#### DOCUMENT EXTRACT
<<<<
Scientists at the Hackensack Meridian Center for Discovery and Innovation (CDI) and Rutgers University have taken never-before-seen look at the structure of a glucan synthase, a critical enzyme that builds fungal cell walls and a major drug target against dangerous fungal infections.
The findings of the structure of Candida glabrata and its family was published recently in the Journal of Fungi.
“These emerging health threats are one of our lab’s special areas of focus,” said David Perlin, Ph.D., the chief scientific officer and senior vice president of the CDI. “Our findings could help better understand this important drug target and lay a blueprint for better treatments that exploit this target.”
The team led by Dr. Wei Dai at Rutgers used cryo electron tomography (cryo-ET), like a cellular CT scan, and subtomogram averaging (a way of arranging the images), to construct 3-D images of glucan synthase (GS), an enzyme which is the fundamental building block of the fungal cell wall in the Candida family.
The scientists found the GS is made up of clusters of hexamers (six-molecule units) which show distinctive intracellular features.
>>>>
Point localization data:
<<<<
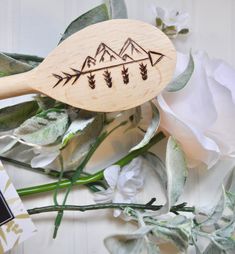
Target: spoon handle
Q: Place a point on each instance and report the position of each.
(14, 85)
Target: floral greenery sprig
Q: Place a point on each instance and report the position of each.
(60, 141)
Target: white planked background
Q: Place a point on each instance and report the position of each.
(34, 27)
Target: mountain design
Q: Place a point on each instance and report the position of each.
(88, 63)
(132, 50)
(106, 54)
(106, 59)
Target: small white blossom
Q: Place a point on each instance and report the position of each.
(172, 22)
(124, 183)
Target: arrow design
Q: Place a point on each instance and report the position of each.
(106, 58)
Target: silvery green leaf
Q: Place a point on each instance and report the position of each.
(9, 146)
(184, 31)
(84, 119)
(181, 81)
(13, 116)
(213, 249)
(45, 102)
(10, 66)
(135, 118)
(28, 59)
(152, 248)
(78, 147)
(176, 231)
(117, 9)
(176, 171)
(216, 212)
(230, 200)
(45, 157)
(95, 15)
(151, 129)
(223, 237)
(132, 243)
(43, 130)
(230, 186)
(158, 166)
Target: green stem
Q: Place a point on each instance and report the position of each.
(83, 208)
(78, 172)
(92, 178)
(25, 57)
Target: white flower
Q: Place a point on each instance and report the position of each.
(124, 183)
(173, 18)
(201, 116)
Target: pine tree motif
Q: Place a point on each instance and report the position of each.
(108, 78)
(125, 75)
(91, 80)
(143, 71)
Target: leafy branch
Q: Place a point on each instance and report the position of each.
(82, 208)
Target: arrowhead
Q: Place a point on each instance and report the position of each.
(155, 57)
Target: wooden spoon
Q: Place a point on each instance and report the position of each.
(110, 66)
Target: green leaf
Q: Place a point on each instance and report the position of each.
(152, 248)
(230, 200)
(135, 118)
(176, 231)
(223, 237)
(159, 23)
(181, 81)
(176, 171)
(213, 249)
(9, 146)
(43, 129)
(184, 31)
(28, 59)
(83, 120)
(13, 116)
(117, 9)
(80, 144)
(10, 66)
(152, 129)
(45, 102)
(216, 213)
(95, 15)
(158, 166)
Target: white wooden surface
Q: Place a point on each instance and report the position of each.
(34, 27)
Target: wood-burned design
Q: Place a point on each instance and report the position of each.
(106, 59)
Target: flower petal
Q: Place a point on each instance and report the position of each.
(225, 75)
(188, 103)
(111, 175)
(196, 145)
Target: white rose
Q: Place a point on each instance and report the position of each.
(201, 116)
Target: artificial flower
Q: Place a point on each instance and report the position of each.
(201, 115)
(172, 22)
(124, 183)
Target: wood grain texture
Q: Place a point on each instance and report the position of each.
(84, 233)
(111, 66)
>>>>
#### REQUIRED WORK
[1] Translate this sentence from the glucan synthase article into Spanish: "The scientists found the GS is made up of clusters of hexamers (six-molecule units) which show distinctive intracellular features."
[2] Echo the glucan synthase article verbatim, from "Scientists at the" up to and including "dangerous fungal infections.".
None of the rows above are needed for the work that comes next.

#### ANSWERS TO EACH TASK
[1] Los científicos descubrieron que la GS está formada por grupos de hexámeros (unidades de seis moléculas) que muestran características intracelulares distintivas.

[2]
Scientists at the Hackensack Meridian Center for Discovery and Innovation (CDI) and Rutgers University have taken never-before-seen look at the structure of a glucan synthase, a critical enzyme that builds fungal cell walls and a major drug target against dangerous fungal infections.